- _Data entries_
## begin

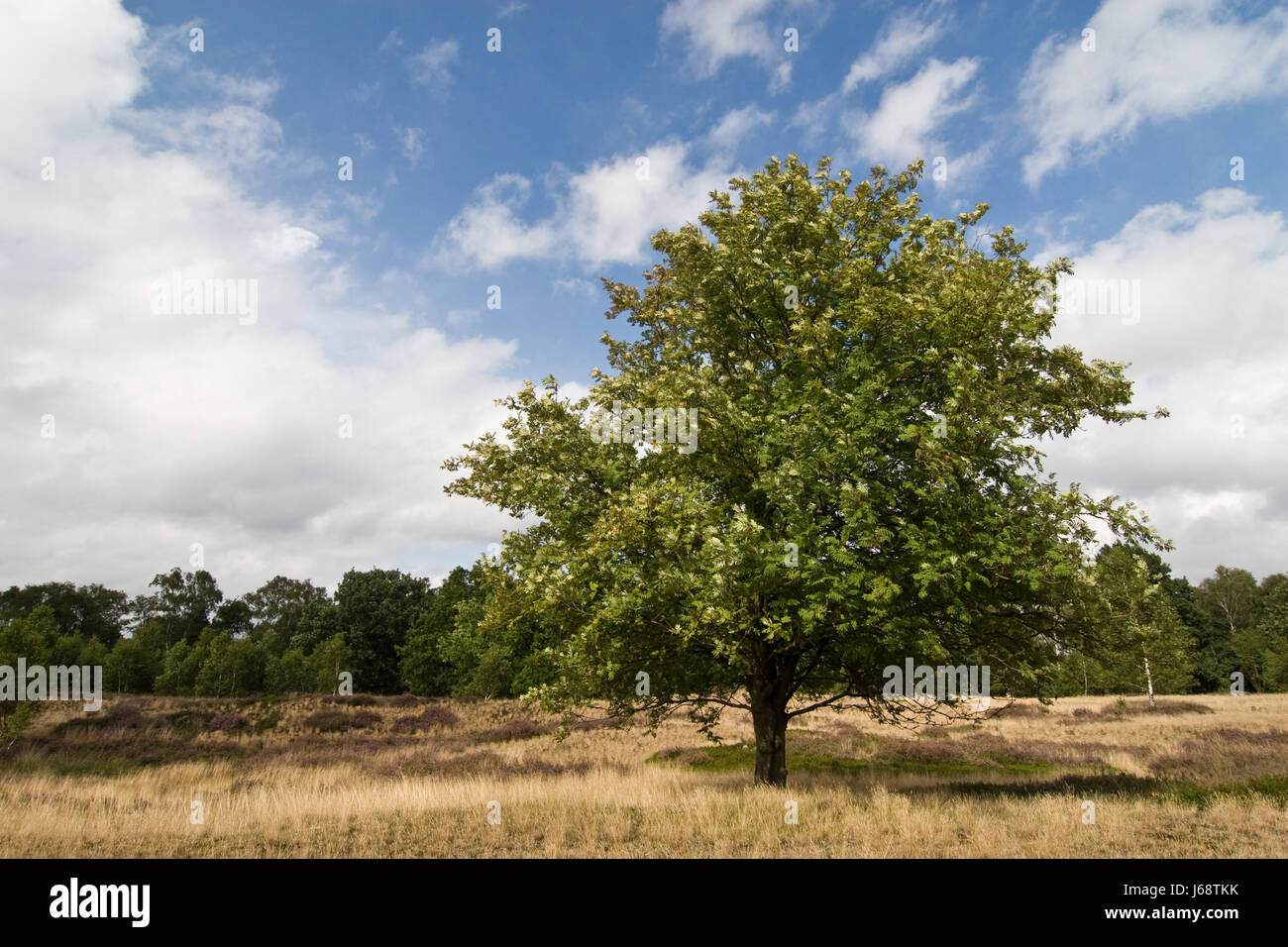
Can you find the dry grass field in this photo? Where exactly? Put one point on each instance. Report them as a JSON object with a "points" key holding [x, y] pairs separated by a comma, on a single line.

## end
## begin

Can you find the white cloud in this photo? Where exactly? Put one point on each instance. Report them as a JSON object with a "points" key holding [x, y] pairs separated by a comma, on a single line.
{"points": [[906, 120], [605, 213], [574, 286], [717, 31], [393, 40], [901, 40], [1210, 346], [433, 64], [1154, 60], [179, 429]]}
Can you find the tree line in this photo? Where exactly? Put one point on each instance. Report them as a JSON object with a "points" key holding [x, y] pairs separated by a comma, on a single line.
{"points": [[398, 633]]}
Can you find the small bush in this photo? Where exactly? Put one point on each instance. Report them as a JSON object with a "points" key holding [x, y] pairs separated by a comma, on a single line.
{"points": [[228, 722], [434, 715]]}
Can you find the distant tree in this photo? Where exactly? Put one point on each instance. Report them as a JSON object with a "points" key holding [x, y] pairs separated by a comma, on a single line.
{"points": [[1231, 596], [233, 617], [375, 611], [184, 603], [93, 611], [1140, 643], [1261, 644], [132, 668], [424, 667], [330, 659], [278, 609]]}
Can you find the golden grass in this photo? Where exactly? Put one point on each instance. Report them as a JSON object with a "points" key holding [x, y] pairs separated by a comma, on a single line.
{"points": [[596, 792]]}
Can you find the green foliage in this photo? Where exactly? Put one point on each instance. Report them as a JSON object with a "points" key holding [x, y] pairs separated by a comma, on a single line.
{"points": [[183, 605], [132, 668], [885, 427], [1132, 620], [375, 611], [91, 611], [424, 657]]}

## end
## begin

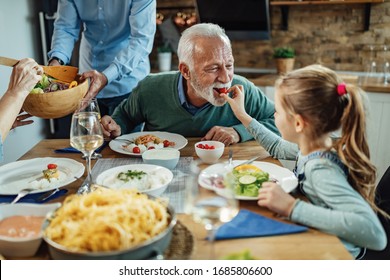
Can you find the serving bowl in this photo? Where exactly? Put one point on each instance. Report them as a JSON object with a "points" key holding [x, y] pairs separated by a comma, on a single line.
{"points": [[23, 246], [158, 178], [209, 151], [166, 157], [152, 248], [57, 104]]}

## end

- _What the task asks_
How many of the lines above contain the word "tree"? Reply with the number only.

- _Response to the task_
2